HOW TO COMPLETE THIS TASK - Repeat the records exactly as given. Do not include the pictures.

EXERCISE DATA START

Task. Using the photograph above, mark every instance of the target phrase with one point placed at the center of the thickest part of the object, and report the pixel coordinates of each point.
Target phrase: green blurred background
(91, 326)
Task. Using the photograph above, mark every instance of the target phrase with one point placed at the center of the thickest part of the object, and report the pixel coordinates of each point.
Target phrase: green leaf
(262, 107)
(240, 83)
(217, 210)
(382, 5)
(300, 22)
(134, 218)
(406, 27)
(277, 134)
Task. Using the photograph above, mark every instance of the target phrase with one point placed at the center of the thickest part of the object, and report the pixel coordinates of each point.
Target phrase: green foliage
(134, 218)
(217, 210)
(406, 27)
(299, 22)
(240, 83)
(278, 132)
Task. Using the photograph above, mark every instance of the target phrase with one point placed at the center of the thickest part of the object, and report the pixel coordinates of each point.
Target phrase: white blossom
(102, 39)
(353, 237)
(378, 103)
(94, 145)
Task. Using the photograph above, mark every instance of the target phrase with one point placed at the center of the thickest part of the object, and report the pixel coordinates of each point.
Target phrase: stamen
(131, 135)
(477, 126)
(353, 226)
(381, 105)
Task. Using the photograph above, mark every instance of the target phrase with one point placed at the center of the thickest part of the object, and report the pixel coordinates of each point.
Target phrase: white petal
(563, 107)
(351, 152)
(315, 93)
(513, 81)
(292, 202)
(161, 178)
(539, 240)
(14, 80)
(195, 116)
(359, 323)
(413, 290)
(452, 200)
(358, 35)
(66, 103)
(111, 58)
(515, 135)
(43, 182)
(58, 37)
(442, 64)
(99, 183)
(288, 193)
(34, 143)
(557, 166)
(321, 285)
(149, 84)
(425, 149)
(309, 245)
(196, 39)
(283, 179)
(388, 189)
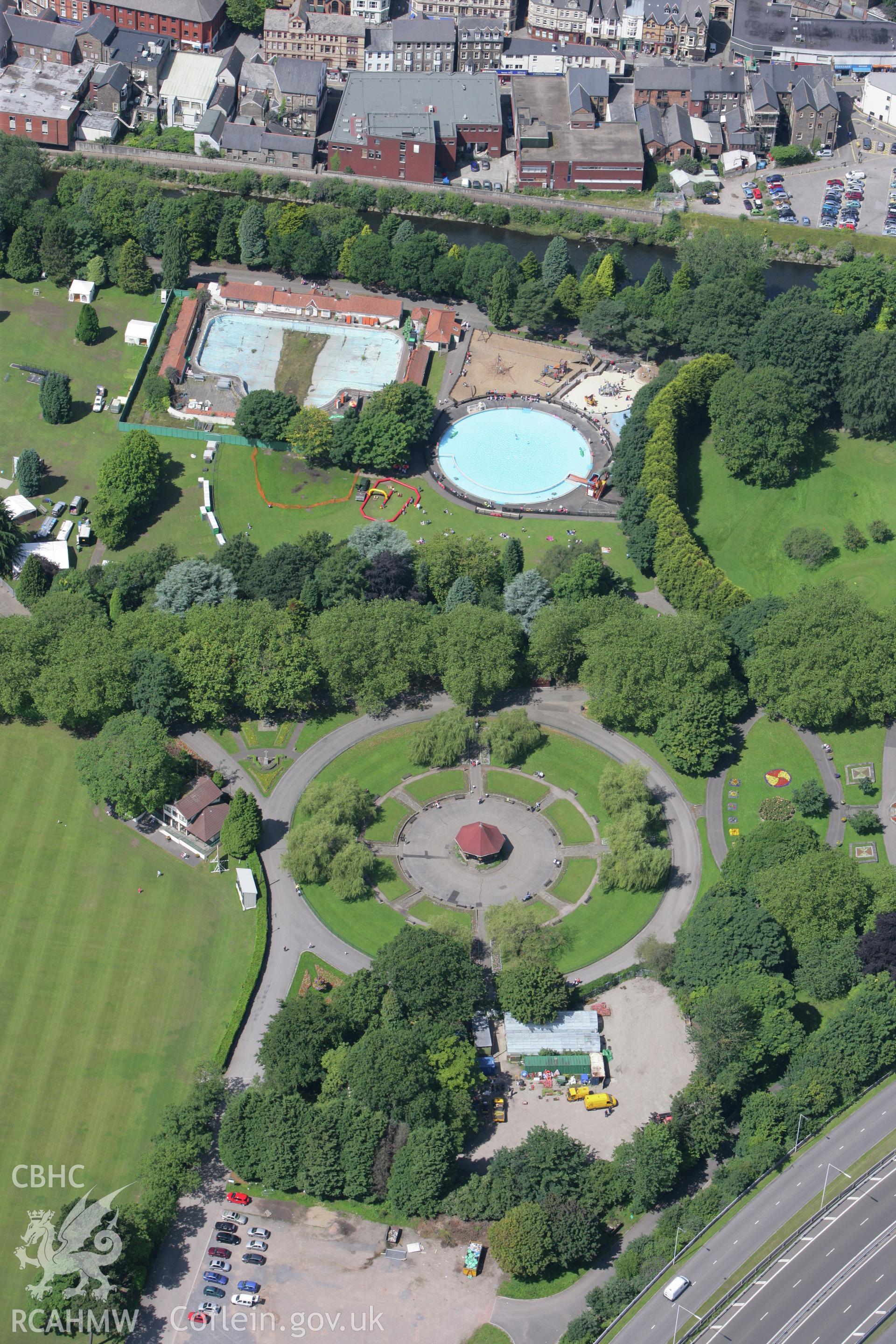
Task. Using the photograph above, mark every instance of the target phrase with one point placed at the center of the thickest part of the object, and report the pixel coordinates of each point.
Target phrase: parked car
(676, 1287)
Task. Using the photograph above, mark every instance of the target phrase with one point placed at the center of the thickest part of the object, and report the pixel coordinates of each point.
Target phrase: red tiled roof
(202, 795)
(366, 306)
(480, 839)
(418, 364)
(441, 326)
(209, 823)
(176, 353)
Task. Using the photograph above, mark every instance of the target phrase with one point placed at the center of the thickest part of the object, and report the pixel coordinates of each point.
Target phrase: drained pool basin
(514, 456)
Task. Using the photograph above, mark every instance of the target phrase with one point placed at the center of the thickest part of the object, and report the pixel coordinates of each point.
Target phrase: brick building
(45, 39)
(337, 39)
(415, 127)
(42, 103)
(553, 152)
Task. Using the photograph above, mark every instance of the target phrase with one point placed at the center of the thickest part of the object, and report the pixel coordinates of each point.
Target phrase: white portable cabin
(83, 292)
(246, 888)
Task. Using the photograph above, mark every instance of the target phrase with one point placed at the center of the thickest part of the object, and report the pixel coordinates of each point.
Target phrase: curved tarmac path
(296, 928)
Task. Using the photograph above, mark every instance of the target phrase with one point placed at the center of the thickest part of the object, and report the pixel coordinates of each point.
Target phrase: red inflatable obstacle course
(386, 487)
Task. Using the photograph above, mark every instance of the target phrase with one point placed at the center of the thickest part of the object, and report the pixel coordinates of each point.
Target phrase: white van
(675, 1288)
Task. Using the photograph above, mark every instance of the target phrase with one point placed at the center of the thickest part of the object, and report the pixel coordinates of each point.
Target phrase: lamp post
(798, 1124)
(826, 1175)
(680, 1308)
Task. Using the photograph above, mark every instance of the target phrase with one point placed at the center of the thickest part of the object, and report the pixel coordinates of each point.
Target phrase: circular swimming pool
(514, 456)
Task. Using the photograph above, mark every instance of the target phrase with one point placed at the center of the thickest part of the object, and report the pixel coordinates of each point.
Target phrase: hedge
(686, 576)
(253, 973)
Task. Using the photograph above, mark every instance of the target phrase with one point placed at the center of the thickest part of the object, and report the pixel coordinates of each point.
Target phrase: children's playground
(500, 364)
(606, 397)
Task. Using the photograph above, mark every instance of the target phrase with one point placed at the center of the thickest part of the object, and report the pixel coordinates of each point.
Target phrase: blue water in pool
(514, 456)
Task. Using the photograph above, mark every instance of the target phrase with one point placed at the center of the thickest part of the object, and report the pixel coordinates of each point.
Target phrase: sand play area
(500, 364)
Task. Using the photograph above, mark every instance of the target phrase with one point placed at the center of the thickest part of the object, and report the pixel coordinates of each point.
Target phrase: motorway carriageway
(835, 1285)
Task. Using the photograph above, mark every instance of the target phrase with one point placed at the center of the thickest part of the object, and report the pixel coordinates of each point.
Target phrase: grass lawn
(857, 748)
(434, 785)
(570, 764)
(742, 526)
(390, 881)
(575, 879)
(609, 920)
(109, 999)
(710, 870)
(297, 362)
(285, 480)
(769, 746)
(315, 729)
(312, 966)
(226, 740)
(363, 924)
(425, 908)
(379, 763)
(390, 816)
(515, 785)
(266, 778)
(570, 824)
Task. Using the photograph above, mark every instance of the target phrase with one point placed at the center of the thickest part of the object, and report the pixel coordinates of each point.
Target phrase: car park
(676, 1287)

EXERCISE DATA END

RESULT FOR THIS TASK -
Task. Using the photograph above, mark every instance of the target phrase with one point placed at the center of the thickest part of the object, and report the pixel coordinates of each point.
Target phrase: green blurred background
(91, 326)
Task. Using the photograph above, mark every instance of the target phrase with one point placed at the center of the thickest part of the object, and report the pixel coordinates of each point.
Target phrase: green leaf
(262, 107)
(240, 83)
(217, 210)
(382, 5)
(300, 22)
(134, 218)
(406, 27)
(277, 134)
Task. Using the photograph above, mark every instance of the target phrase with one point placed at the center of the thickest part of the object, and report the pixel coordinates of each point.
Target phrase: green foliage
(134, 218)
(217, 210)
(406, 27)
(299, 22)
(240, 83)
(278, 132)
Task. Using the photograph above, mark every instance of the target phrase with one point placed at the center of the thickest part of the object, and report the pixel coordinates of each point.
Target phrase: white blossom
(102, 39)
(353, 237)
(378, 103)
(94, 145)
Task. Using the photograph above, mark every instance of the target phrase with one point placed at the center of the thickest part of the object, and report the pixel coordinates of each point.
Target phrase: stamen
(131, 135)
(477, 126)
(353, 226)
(381, 105)
Task. Using the photograph above, mark every instance of the target phrase with one point placed at the center of the thickest part of the object, and report the pixel coordinates of each point.
Target phrase: white petal
(563, 107)
(351, 152)
(315, 93)
(513, 81)
(292, 202)
(161, 178)
(539, 240)
(14, 80)
(195, 116)
(359, 323)
(413, 290)
(452, 200)
(358, 35)
(66, 103)
(111, 58)
(515, 135)
(43, 182)
(58, 37)
(442, 64)
(99, 183)
(288, 193)
(34, 143)
(557, 166)
(321, 285)
(149, 84)
(425, 149)
(309, 245)
(196, 39)
(283, 179)
(388, 189)
Task. Using the photograph above, mark every instance of the target phrase with one point placed at the center of the thickest part of the object, and report the pixel coordinates of each point.
Target phrase: parked car
(676, 1287)
Task. Using the photograph above, mark every instance of the target phrase with one point placed at the center of the thickest part of the object, and report the pixel coordinates of each point.
Target phrase: red tiled roof
(202, 795)
(366, 306)
(480, 839)
(418, 364)
(441, 326)
(209, 823)
(176, 353)
Task. Using the photograph above, mark every instance of the target phrase with one point placed at the center of the thickest part of the object, and report the pixel coordinates of each point.
Target phrase: drained pool basin
(514, 456)
Task. Using the photograph above, mark every instance of the target phrase with one point placed at the center of the thickest part of the object, and report the pixel coordinates of each point.
Target phrase: brick building
(45, 39)
(337, 39)
(415, 127)
(42, 103)
(553, 152)
Task. Using the photograph above, mark every instance of the target phrase with one point placed at the center of the thickest part of the object, and report the pixel coordinates of each point.
Target phrase: white portable cabin
(83, 292)
(246, 888)
Task. Using the photograph above, mark every instance of the target phrase with one point placed at the center of the thickest part of the object, and report the pixel coordinates of each point.
Target phrase: curved tarmac path
(296, 928)
Task. Using the photograph above, mark every instance of the target phrase with one point placed at the center of the thickest part of the object, and report the pixel coordinates of each point.
Target phrase: red inflatable obstacle course
(386, 487)
Task. Using the photograph above, mark every instance of the target phrase with one point placed at the center of the thickest part of the object, and report the pixel coordinates of each point.
Target phrase: white van
(675, 1288)
Task. Using the photograph above, mark every instance of the target phrase with one point placed at the center of the thickest part of the object, and report the pixel coordinates of each point.
Target phrase: lamp post
(798, 1124)
(826, 1175)
(680, 1308)
Task. Using the photograph above, mark every instance of the target phrase with one point placed at the center of the thickest part of the object, and report the pixel coordinates of each point.
Target phrase: circular swimming pool
(514, 456)
Task. Using the photograph above, mark every instance of the target phrase with one point placed at the center of the thickest part of the object, and report the pixel coordinates of each point.
Target phrase: hedge
(686, 576)
(253, 973)
Task. Using the photograph above, mark every instance of the target phrase with one point placed at the center of the thickest part of the object, and report the pixel coordinates of each point.
Target phrase: children's playground
(500, 364)
(606, 397)
Task. Using the photograph above, mark every instance of the target phrase with one point placed at the center of the thickest part of the object, and report the pixel coordinates of each point.
Target phrase: blue water in pool
(514, 456)
Task. Using the photograph above, mark every instance of the target phrase with one point placed at the center of the thickest part of the object, and report the pixel coordinates of each point.
Target phrase: sand play area
(500, 364)
Task. Using the photograph above, mark every instance of the target phrase with one point placed at the center of the thickest part of the object, and report the pixel coordinates of each point.
Target phrase: motorway carriageway
(835, 1285)
Task. Using the photograph above, mark every instance of the target phrase with one point placed at the center of the thickest part of the object, and report the pixel coordinates of each point.
Target phrase: grass lawn
(857, 748)
(434, 785)
(570, 764)
(742, 526)
(390, 881)
(575, 879)
(609, 920)
(109, 999)
(710, 870)
(297, 362)
(285, 480)
(769, 746)
(315, 729)
(312, 966)
(226, 740)
(363, 924)
(425, 908)
(379, 763)
(390, 816)
(515, 785)
(266, 778)
(570, 824)
Task. Using the photograph above, mark every instance of the target phrase with one point placed at the center of the thickest part of the object, and report the pixel coordinates of each point.
Target phrase: car park
(676, 1287)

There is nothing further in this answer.